Locate each line in the records that contains the string "closet" and copy it. Matching is case-sensitive.
○ ○ ○
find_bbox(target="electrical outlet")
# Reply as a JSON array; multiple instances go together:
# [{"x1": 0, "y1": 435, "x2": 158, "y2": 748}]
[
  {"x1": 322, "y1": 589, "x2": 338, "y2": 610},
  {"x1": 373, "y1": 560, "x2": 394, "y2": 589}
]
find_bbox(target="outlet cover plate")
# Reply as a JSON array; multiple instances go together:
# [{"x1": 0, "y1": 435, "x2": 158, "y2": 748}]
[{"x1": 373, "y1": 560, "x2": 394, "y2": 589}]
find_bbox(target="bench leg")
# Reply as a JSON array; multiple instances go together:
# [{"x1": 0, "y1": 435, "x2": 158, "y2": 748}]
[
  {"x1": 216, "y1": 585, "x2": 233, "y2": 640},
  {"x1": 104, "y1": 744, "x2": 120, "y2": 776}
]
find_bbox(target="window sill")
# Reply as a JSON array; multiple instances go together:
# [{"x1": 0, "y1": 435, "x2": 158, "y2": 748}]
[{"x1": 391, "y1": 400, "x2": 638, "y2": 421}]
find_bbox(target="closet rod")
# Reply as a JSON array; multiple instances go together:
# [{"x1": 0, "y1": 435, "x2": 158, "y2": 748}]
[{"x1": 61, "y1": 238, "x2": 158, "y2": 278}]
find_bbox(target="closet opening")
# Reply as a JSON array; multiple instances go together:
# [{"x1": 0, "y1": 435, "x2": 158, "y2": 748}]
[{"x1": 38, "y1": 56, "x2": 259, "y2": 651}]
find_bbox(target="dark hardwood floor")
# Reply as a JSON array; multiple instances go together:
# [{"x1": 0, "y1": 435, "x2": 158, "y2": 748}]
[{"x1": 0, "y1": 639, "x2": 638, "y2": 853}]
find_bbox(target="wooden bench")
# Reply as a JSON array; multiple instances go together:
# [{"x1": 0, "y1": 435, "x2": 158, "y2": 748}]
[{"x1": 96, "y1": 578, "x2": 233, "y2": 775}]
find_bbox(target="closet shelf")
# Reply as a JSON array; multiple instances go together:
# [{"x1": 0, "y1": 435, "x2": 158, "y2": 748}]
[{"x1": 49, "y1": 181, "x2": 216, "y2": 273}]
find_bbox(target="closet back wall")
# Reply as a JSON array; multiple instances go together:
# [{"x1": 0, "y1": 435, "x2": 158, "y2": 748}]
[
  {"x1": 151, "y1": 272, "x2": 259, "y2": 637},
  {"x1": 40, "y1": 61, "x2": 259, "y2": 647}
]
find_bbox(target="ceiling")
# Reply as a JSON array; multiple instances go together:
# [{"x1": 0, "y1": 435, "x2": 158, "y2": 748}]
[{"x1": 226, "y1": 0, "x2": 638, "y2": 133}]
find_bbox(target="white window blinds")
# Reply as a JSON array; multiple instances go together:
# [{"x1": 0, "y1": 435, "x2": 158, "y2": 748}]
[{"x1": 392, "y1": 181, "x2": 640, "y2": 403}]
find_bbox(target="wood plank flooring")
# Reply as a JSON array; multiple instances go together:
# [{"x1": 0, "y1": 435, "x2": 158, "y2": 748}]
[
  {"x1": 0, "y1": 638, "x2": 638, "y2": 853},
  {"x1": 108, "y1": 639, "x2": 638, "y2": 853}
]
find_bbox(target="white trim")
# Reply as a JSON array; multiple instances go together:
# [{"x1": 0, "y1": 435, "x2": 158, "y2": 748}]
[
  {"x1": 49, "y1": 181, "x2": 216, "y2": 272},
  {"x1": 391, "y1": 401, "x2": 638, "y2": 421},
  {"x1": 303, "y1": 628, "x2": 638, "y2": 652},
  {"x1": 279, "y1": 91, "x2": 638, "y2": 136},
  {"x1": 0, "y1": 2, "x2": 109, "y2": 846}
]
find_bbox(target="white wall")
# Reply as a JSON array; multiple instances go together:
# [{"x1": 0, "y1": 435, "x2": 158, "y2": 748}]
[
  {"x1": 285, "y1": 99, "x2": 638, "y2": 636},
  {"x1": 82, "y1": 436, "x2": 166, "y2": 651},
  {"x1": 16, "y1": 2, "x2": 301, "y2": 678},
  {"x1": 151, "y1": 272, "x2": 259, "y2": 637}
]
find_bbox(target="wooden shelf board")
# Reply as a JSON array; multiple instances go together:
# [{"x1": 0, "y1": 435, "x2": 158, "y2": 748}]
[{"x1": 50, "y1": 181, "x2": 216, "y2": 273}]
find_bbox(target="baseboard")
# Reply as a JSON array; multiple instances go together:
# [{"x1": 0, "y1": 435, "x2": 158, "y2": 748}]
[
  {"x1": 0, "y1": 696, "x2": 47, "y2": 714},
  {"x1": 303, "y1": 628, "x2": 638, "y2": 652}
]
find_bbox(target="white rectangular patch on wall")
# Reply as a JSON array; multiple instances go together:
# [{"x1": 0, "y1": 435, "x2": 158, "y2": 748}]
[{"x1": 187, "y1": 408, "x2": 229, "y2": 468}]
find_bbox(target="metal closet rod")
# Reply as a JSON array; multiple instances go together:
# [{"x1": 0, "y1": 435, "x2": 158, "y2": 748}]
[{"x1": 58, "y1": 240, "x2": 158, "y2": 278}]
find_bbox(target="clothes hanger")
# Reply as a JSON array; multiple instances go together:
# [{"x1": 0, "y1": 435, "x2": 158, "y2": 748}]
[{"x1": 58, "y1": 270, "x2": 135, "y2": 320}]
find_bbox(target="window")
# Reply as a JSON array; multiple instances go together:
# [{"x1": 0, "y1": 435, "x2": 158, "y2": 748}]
○ ○ ○
Solution below:
find_bbox(target="closet rod")
find_bbox(target="closet opening")
find_bbox(target="closet shelf")
find_bbox(target="closet back wall")
find_bbox(target="metal closet rod")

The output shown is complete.